Stored data:

- Opening Delimiter -

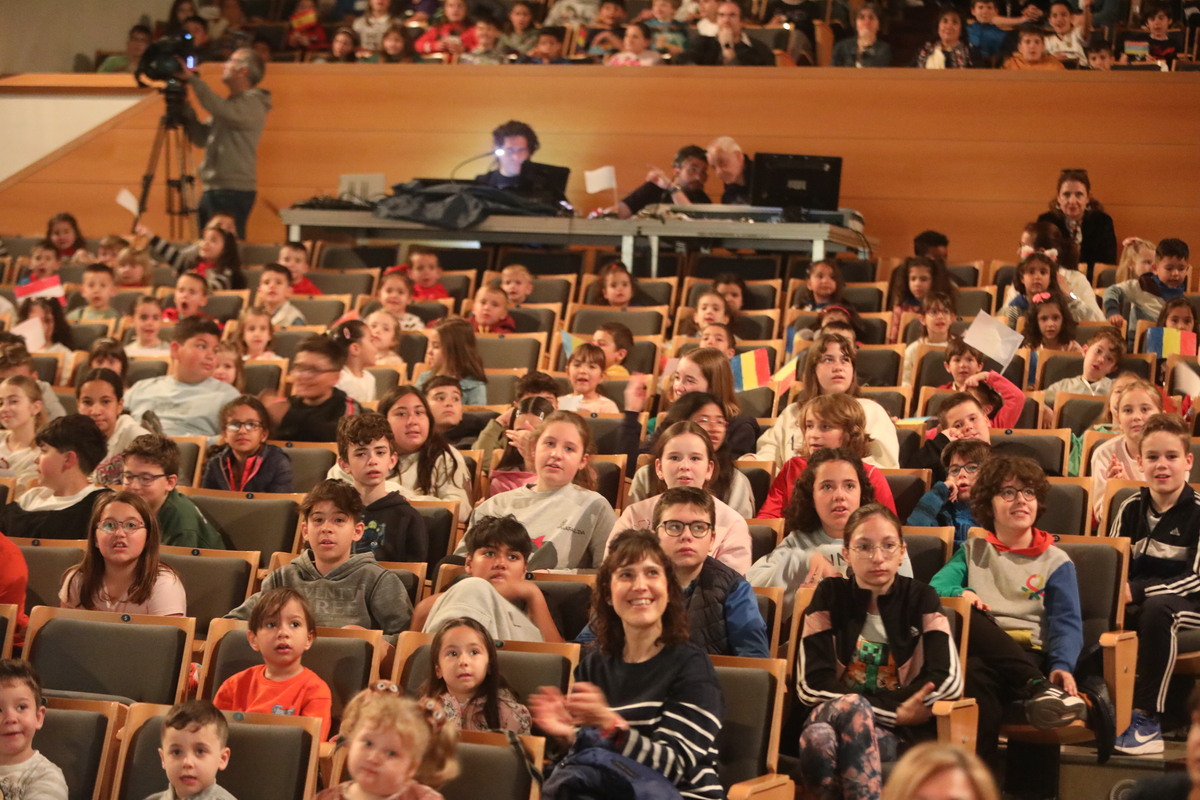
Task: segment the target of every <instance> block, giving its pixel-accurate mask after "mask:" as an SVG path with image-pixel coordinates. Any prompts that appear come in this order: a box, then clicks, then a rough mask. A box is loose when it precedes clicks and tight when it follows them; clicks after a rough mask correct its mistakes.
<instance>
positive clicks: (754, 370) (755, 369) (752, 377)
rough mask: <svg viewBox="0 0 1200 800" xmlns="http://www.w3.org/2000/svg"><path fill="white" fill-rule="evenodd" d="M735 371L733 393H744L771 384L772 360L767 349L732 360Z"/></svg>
mask: <svg viewBox="0 0 1200 800" xmlns="http://www.w3.org/2000/svg"><path fill="white" fill-rule="evenodd" d="M730 368H732V369H733V391H736V392H744V391H749V390H751V389H758V387H760V386H766V385H768V384H769V383H770V359H769V356H768V354H767V349H766V348H758V349H756V350H748V351H746V353H743V354H742V355H736V356H733V357H732V359H730Z"/></svg>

- Closing Delimiter -

### [What the task asks]
Reproduce the stored data above line for line, without any changes, but omit the pictures.

### [Output below]
Task: segment the target of every <instance> block, giving its pixel-accurate mask after "mask:" as an SVG path with image-pixel coordinates. Any prompts that appear come in this order: a box, then clicks, then a rough mask. A box is loose when it precedes clicks and tight when it follows them; clicks after a rough mask correct its mistakes.
<instance>
positive clicks: (754, 370) (755, 369) (752, 377)
rough mask: <svg viewBox="0 0 1200 800" xmlns="http://www.w3.org/2000/svg"><path fill="white" fill-rule="evenodd" d="M735 371L733 393H744L771 384L772 360L767 349L732 360Z"/></svg>
mask: <svg viewBox="0 0 1200 800" xmlns="http://www.w3.org/2000/svg"><path fill="white" fill-rule="evenodd" d="M730 368H732V369H733V391H736V392H744V391H749V390H751V389H758V387H760V386H766V385H768V384H769V383H770V359H769V356H768V354H767V349H766V348H758V349H756V350H748V351H746V353H743V354H742V355H736V356H733V357H732V359H730Z"/></svg>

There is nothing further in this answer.